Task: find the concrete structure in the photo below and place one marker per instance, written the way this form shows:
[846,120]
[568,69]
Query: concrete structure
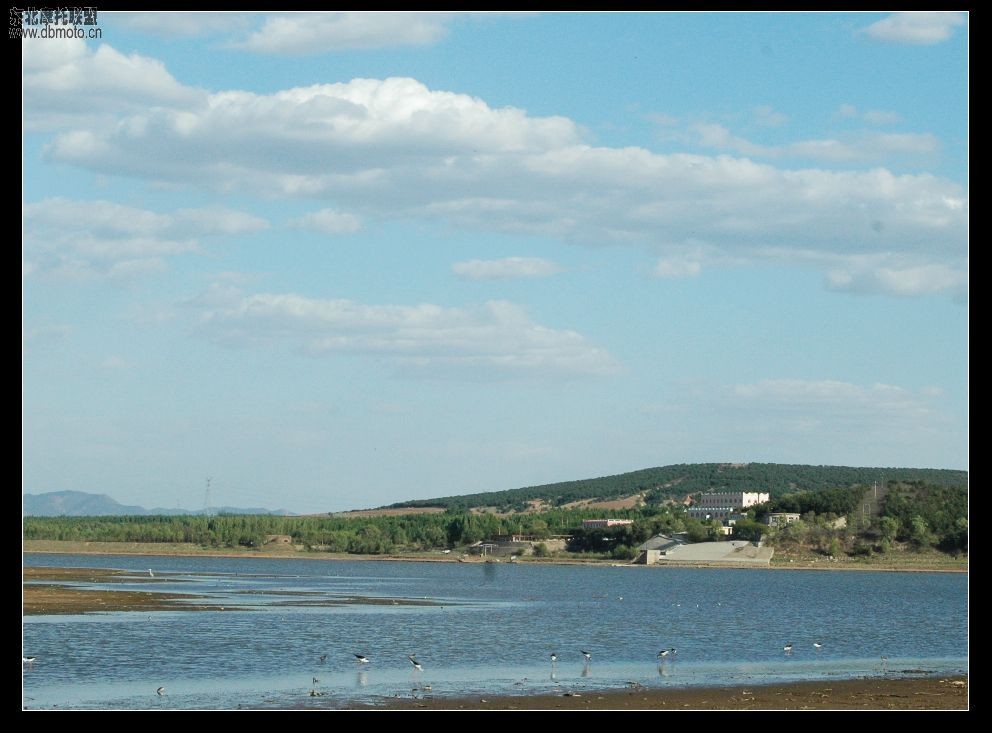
[599,523]
[736,552]
[722,505]
[778,518]
[662,543]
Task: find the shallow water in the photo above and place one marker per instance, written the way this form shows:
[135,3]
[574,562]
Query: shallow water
[479,629]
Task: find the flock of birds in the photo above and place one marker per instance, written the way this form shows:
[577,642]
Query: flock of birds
[362,659]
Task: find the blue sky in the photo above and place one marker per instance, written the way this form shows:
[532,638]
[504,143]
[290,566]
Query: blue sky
[340,260]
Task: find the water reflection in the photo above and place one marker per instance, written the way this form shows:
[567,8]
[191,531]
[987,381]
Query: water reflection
[484,641]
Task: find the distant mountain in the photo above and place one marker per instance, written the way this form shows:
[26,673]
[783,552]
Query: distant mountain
[82,504]
[673,482]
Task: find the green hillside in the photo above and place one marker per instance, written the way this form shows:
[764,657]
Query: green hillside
[676,481]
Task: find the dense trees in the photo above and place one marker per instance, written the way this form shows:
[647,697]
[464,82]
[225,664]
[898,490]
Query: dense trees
[669,482]
[918,512]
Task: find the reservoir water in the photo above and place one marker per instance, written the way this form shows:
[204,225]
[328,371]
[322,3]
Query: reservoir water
[477,629]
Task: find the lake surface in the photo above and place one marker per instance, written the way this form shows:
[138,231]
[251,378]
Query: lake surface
[479,629]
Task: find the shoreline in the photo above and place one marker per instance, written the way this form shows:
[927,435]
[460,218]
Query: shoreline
[132,549]
[895,693]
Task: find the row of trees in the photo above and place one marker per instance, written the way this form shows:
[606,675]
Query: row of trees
[919,513]
[667,482]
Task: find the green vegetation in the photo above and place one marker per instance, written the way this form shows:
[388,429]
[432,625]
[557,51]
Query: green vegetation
[671,482]
[905,515]
[913,515]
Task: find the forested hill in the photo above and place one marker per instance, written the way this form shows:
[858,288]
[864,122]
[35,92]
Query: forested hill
[667,482]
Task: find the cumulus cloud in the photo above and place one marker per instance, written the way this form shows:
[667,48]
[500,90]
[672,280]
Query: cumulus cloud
[677,267]
[904,280]
[508,267]
[922,28]
[328,221]
[85,239]
[395,149]
[494,340]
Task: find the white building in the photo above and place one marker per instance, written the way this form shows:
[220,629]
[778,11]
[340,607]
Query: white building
[599,523]
[722,505]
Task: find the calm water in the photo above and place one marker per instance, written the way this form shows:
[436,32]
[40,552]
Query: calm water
[479,629]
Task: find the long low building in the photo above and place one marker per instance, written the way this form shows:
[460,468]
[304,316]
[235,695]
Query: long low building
[598,523]
[737,552]
[721,505]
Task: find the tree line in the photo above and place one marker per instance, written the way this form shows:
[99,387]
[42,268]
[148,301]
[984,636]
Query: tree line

## [Die Aufgabe]
Stelle sämtliche Zeilen oben als JSON-Liste von Zeichenketten dar, mit genau einer Zeichenkette pro Zeile und ohne Leerzeilen. Die Platzhalter für Bilder lässt du dabei weg.

## [Lösung]
[
  "Task: find the concrete structure in the photo below and place one marker per instance, written the way this form shows:",
  "[846,120]",
  "[568,69]",
  "Query: concrete structure",
  "[599,523]",
  "[736,552]",
  "[722,505]",
  "[778,518]",
  "[662,543]",
  "Task: find the shallow water in the photo above and place one marker per instance, written the way this form shows:",
  "[135,3]",
  "[574,562]",
  "Query: shallow water",
  "[479,629]",
  "Task: find the flock of birds in the photo above and place one marker per instance, written the way this form shows:",
  "[577,642]",
  "Query: flock of birds",
  "[362,659]",
  "Task: find the blue sky in the photo above and place one marker per instance, written the way this form shows:",
  "[532,638]",
  "[504,143]",
  "[290,566]",
  "Query: blue sky",
  "[340,260]",
  "Task: find the water reflection in the photo above and place one marker per instance, written the way this form shows:",
  "[567,8]",
  "[191,531]",
  "[987,381]",
  "Query: water reflection",
  "[484,641]",
  "Task: find the distant mountain in the photo above and place one marker per instance, written the way this form shows:",
  "[26,673]",
  "[783,552]",
  "Query: distant mountain",
  "[82,504]",
  "[673,482]",
  "Task: find the green hillside in the photo above and place one marker per instance, written the way this form shows:",
  "[764,657]",
  "Query: green hillside",
  "[676,481]",
  "Task: find the dense trees in the photo above and place one marker per instance, written the way this form shows:",
  "[647,697]",
  "[464,82]",
  "[225,664]",
  "[898,490]",
  "Query: dense trees",
  "[669,482]",
  "[918,512]",
  "Task: find the reservoir water in the photo above and place one marker per instance, written the way this form shows:",
  "[204,225]",
  "[328,371]",
  "[322,3]",
  "Query: reservoir water",
  "[477,629]",
  "Task: find the lake surface in the photo above and place one marker per instance, written the way this form shows:",
  "[138,231]",
  "[251,378]",
  "Query: lake surface",
  "[479,629]",
  "Task: find the shoreline in the photo above and place one marker per instance, written the way this form shows:",
  "[927,435]",
  "[460,218]",
  "Query: shoreline",
  "[132,549]",
  "[895,693]",
  "Task: find the row of trees in the photo above and place one marker per instance, written the way this form shows:",
  "[606,675]",
  "Query: row of trees",
  "[919,513]",
  "[667,482]",
  "Task: find the green vegetation in the photo above and place one marker per instance, written the way this form shows:",
  "[388,429]",
  "[432,625]",
  "[557,51]",
  "Query: green vegetation",
  "[671,482]",
  "[905,515]",
  "[913,515]",
  "Task: find the forested hill in the photo above and place one marker per instance, written the way this form shows:",
  "[858,288]",
  "[864,122]",
  "[35,92]",
  "Query: forested hill",
  "[667,482]",
  "Task: find the cumulus cloud in the photo above and place one marker per instance, written the way this form shows:",
  "[667,48]",
  "[500,90]",
  "[672,280]",
  "Query: cumulus cloud",
  "[677,267]",
  "[904,280]",
  "[508,267]",
  "[922,28]",
  "[328,221]",
  "[85,239]",
  "[395,149]",
  "[494,340]",
  "Task: find the white building in the photo above and place one marker per instance, written the way this form shows:",
  "[220,629]",
  "[778,11]",
  "[340,607]",
  "Query: white building",
  "[599,523]",
  "[722,505]",
  "Task: find the calm water in the photo above and place one marker per instance, written the way this form shows:",
  "[436,32]",
  "[40,552]",
  "Query: calm water",
  "[479,629]",
  "Task: find the long low building in the photo above and place one marker per instance, written the way this form shows:",
  "[460,468]",
  "[304,316]",
  "[235,695]",
  "Query: long low building",
  "[598,523]",
  "[737,552]",
  "[721,505]",
  "Task: find the tree line in the photo above and place one marker per instance, written the way this form shows:",
  "[99,387]",
  "[42,268]",
  "[148,301]",
  "[984,636]",
  "Query: tree line"
]